─── TEXTE FOURNI
Et pourtant, nous bouffons ces saloperies sans même le savoir…
Des trucs qui ne nous disent rien car nommés PFC, PCB, BPA, PBDE, APE,…
Oui, vu d'ici, on dirait ma nièce de 6 mois qui babille… Il n'en est rien.
Si je devais chanter pour résumer le roman de
Michaël Mention, je vous proposerais bien du
Jacques Dutronc avec du ♫ On nous cache tout, on nous dit rien ♪
Mais finalement, ce sera Nolwenn avec ♫
Glacée, oh, oh,
glacée ♪ (on change un peu son "cassée").
Oui, ce roman m'a
glacée. Normal, on parle de perturbateurs endocriniens (des substances capables d'interférer avec notre système hormonal), ces petits tueurs que l'on ne voit pas, que Hercule Poirot ne saurait démasquer et qui nous tuent à petit feu.
Nous mourons
de mort lente, mais tout va très bien madame la marquise.
Déjà que tous les mercredis, le "Conflit de Canard" (du Canard Enchaîné) me donne des sueurs froides, mais ici, ce fut pire : sueurs froides et mains moites.
Les manoeuvres perfides des lobbys, véritables gangs aussi puissants qu'une mafia; la lenteur du système; les scientifiques qui mangent à tous les râteliers; la presse qui est subsidiée ou qui appartient à des grands patrons d'industries, qui n'est plus indépendante, tant elle est à la merci de l'argent des campagnes de pubs; certaines maladies qui augmentent, dans indifférence totale…
Tout comme moi, quelques personnages du roman morflaient déjà sévèrement (Nabil, Marie, Léonard, Franck, Philippe) dans le roman, mais ce qui m'a
glacé plus que tout, ce furent les campagnes de bashing que durent subir certains personnages.
La pire des choses, surtout à l'heure des réseaux sociaux qui s'enflamment très vite, où tout se partage encore plus vite, tout le monde oubliant la présomption d'innocence et où l'on mise sur les émotions des gens et non sur leurs réflexions.
Propagande, tu n'as pas fini de vivre et d'enfler. C'est aussi dévastateur qu'une exécution musclée du gang des MS-13, le sang en moins. Après, on ne s'en relève jamais tout à fait.
Le roman de
Michaël Mention parle d'un sujet difficile, que personne n'a envie de lire parce que la politique de l'autruche est plus simple et que de toute façon, après moi, les mouches…
Et pourtant, même avec un sujet rébarbatif au possible, l'auteur arrive à nous faire vibrer, à nous instruire, à nous faire peur, à nous faire vivre ce combat perdu d'avance entre David le citoyen lambda et Goliath, la grosse industrie qui se la joue comme un gang.
Les personnages font beaucoup, on s'y attache, on vibre avec eux, on s'insurge à leurs côtés, on vocifère, on a envie de hurler que « Putain, c'est trop injuste » et de dégommer certains méchants, qui sont réussis eux aussi, même s'ils sont toujours dans l'ombre et qui envoient leurs « hommes » faire le sale boulot.
C'est d'un réalisme saisissant, quasi un reportage journalistique, sauf que ce reportage est romancé pour faciliter son ingestion. Ne comptez pas le digérer, c'est de notre santé et de notre vie qu'il en est. Une fois de plus, l'auteur me marque au fer rouge.
──────
─── JEU DE LIGNES
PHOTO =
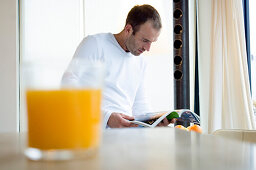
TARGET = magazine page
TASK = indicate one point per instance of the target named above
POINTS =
(150, 119)
(153, 119)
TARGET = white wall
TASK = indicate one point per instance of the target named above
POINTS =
(8, 66)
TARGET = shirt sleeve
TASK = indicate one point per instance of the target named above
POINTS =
(87, 51)
(141, 103)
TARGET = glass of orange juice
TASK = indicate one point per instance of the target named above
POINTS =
(63, 110)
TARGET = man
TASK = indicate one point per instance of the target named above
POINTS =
(124, 93)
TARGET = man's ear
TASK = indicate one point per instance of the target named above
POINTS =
(128, 29)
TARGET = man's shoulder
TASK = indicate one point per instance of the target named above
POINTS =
(100, 36)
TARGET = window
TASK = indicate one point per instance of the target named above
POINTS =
(51, 30)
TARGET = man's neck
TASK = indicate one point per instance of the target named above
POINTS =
(120, 38)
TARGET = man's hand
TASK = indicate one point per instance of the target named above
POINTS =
(120, 120)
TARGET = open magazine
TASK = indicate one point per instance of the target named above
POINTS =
(153, 119)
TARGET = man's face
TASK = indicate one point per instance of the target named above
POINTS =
(142, 39)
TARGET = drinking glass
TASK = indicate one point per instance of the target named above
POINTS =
(63, 114)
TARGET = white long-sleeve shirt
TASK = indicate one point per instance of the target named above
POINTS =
(124, 86)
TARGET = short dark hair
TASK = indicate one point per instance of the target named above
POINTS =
(140, 14)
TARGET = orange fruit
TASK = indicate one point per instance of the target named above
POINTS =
(195, 128)
(181, 127)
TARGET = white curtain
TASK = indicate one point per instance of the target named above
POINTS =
(225, 99)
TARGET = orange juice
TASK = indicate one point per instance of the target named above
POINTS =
(63, 119)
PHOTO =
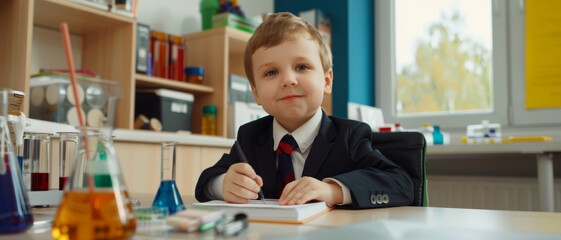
──────
■ **OBJET DE L'EXERCICE**: Recopiez fidèlement le passage du texte fourni qui débute aux mots « Oui, ce roman » et s'achève après « et mains moites. ».

■ **RÉPONSE CI-DESSOUS**:
Oui, ce roman m'a
glacée. Normal, on parle de perturbateurs endocriniens (des substances capables d'interférer avec notre système hormonal), ces petits tueurs que l'on ne voit pas, que Hercule Poirot ne saurait démasquer et qui nous tuent à petit feu.
Nous mourons
de mort lente, mais tout va très bien madame la marquise.
Déjà que tous les mercredis, le "Conflit de Canard" (du Canard Enchaîné) me donne des sueurs froides, mais ici, ce fut pire : sueurs froides et mains moites.